*Work request*
Somewhere below is a line with "If you could annotate the bridge" and, later, a line with "If you could annotate the aquatic"; repeat those two lines and all the lines between them, exactly as they are.

*Records supplied*

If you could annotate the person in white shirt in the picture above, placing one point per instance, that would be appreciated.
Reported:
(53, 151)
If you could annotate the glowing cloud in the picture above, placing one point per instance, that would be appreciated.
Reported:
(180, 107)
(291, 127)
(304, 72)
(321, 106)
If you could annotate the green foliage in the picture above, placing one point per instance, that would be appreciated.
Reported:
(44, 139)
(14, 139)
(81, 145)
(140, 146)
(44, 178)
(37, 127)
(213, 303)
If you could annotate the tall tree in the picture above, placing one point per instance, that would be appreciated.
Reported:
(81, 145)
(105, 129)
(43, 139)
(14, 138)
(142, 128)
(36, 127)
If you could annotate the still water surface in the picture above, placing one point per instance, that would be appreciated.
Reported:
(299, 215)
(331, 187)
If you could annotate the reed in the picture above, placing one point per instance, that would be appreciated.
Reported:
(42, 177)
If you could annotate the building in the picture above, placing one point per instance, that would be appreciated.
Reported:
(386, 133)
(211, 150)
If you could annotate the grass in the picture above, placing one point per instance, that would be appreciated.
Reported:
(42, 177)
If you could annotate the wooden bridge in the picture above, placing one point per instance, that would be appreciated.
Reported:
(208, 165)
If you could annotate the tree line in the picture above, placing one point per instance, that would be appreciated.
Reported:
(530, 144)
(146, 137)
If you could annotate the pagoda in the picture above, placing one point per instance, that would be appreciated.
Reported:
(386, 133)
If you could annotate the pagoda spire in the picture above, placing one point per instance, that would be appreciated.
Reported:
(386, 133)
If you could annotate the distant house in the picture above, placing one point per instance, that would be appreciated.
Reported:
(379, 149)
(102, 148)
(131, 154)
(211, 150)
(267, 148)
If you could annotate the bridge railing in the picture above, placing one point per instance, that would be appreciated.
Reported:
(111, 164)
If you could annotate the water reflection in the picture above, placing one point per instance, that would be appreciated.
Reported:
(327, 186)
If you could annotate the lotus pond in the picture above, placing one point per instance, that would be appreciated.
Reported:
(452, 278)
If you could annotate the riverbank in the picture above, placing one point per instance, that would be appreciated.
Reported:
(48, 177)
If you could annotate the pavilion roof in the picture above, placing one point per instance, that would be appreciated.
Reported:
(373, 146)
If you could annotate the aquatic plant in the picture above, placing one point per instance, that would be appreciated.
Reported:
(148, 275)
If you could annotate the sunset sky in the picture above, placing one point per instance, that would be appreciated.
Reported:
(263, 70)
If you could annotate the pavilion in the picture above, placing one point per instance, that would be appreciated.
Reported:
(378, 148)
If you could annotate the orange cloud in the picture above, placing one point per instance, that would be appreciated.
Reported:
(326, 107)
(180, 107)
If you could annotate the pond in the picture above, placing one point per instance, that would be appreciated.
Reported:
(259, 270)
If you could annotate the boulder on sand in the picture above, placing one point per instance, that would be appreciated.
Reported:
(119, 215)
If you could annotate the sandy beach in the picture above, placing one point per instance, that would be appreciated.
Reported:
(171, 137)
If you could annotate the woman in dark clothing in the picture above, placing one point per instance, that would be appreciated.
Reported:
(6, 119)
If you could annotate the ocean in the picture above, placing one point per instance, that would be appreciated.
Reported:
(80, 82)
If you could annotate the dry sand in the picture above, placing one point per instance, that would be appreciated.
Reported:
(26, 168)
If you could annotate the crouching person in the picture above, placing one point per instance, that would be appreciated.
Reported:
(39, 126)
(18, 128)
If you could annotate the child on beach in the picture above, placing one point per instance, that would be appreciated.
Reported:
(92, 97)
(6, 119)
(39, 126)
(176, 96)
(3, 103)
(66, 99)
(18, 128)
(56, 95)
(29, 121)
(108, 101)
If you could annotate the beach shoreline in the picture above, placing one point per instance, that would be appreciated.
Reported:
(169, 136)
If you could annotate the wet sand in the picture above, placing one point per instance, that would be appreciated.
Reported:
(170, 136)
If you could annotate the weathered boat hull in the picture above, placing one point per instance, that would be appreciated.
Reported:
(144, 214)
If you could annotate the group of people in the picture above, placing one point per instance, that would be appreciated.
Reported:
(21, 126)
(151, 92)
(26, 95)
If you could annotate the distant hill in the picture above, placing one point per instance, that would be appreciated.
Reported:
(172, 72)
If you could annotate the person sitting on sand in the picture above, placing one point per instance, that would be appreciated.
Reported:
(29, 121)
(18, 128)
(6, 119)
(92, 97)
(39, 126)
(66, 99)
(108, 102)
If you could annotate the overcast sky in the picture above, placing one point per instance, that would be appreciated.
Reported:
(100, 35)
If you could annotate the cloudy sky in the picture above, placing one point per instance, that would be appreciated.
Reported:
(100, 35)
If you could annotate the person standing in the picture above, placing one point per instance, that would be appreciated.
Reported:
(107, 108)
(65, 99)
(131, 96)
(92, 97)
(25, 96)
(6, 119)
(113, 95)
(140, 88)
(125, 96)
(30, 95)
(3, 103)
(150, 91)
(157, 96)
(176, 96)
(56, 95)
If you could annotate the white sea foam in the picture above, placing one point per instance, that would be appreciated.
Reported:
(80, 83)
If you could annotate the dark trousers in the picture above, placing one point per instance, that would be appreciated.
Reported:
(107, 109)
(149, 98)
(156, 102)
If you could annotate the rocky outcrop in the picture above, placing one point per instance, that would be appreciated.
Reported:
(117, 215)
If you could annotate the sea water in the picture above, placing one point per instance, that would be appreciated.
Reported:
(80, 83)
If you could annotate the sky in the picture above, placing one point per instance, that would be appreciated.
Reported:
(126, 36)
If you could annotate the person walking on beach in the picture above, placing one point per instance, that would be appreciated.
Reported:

*Solution*
If you could annotate the bridge railing in the picture above, placing one point per instance, that would be appreciated.
Reported:
(111, 164)
If you could annotate the water reflection in the picture above, placing one point per instance, that would be appreciated.
Reported:
(327, 186)
If you could annotate the lotus pond in the picture above, placing one point per instance, that would be appreciated.
Reported:
(452, 278)
If you could annotate the riverbank in the picture above, placing one point per instance, that would be appreciated.
Reported:
(48, 177)
If you could annotate the pavilion roof in the picture above, placing one point per instance, that would be appreciated.
Reported:
(373, 146)
If you could annotate the aquatic plant in the picture above, placing one point per instance, that would be appreciated.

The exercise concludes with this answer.